* TASK REQUIREMENTS *
From the line with "If you could indicate the clear" to the line with "point(421, 270)", switch "clear blue sky" to "cloudless sky" and reproduce only those lines of the items, leaving everything else unchanged.

* THE INPUT *

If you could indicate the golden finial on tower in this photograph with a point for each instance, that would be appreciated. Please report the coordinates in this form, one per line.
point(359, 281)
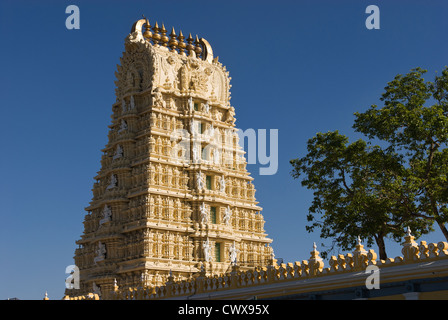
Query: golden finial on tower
point(197, 48)
point(147, 34)
point(156, 36)
point(181, 44)
point(190, 46)
point(164, 38)
point(173, 42)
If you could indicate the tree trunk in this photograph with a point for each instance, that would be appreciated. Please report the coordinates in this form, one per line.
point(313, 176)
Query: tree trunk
point(381, 247)
point(444, 230)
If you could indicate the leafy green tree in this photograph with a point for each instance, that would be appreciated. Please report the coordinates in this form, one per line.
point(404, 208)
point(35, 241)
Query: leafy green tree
point(376, 190)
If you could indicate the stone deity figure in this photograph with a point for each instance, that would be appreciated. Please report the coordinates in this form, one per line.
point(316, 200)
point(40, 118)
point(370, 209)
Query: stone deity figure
point(195, 154)
point(192, 127)
point(113, 182)
point(107, 214)
point(158, 99)
point(233, 253)
point(190, 104)
point(206, 107)
point(211, 131)
point(227, 215)
point(204, 213)
point(101, 252)
point(123, 126)
point(207, 250)
point(222, 184)
point(118, 152)
point(132, 107)
point(96, 289)
point(200, 181)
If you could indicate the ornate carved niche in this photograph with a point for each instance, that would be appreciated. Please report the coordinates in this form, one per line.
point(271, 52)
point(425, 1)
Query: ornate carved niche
point(136, 70)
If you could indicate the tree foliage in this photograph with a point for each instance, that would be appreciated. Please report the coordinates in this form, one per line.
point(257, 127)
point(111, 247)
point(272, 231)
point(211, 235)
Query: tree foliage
point(376, 190)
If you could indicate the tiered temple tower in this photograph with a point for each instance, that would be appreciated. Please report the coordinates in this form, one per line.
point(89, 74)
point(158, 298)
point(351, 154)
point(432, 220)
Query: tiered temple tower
point(173, 196)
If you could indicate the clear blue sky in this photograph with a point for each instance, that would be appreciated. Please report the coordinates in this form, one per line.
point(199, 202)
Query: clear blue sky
point(301, 67)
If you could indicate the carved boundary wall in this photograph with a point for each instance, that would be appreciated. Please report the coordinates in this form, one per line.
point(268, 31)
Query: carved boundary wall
point(421, 270)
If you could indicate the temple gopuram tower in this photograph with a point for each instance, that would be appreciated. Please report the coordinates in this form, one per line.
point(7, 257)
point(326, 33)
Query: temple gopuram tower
point(173, 196)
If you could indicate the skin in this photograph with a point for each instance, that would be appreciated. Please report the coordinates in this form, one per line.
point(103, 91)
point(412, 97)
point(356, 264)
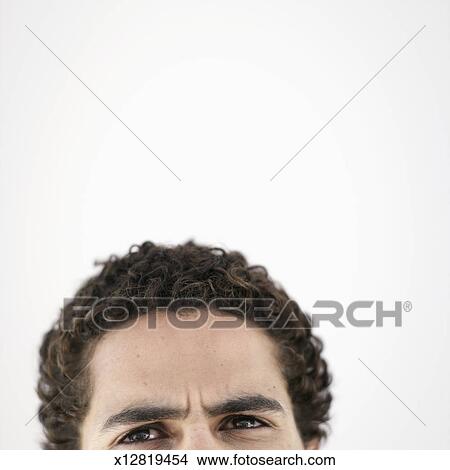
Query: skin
point(187, 389)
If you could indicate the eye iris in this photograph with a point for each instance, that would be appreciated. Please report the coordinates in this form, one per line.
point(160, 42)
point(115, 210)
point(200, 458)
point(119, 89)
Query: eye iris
point(246, 423)
point(138, 436)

* EXERCISE RESULT *
If you could indicate the cloudless sky in this photograph with a point for each instance, that would be appreciated. Please report the coordinates in this form, one per line.
point(199, 202)
Query: cloudless sky
point(301, 67)
If you could indicate the carved boundary wall in this photograph with a point for each instance, that would be appreciated. Please report the coordinates in this form, one per line.
point(268, 31)
Query: carved boundary wall
point(421, 270)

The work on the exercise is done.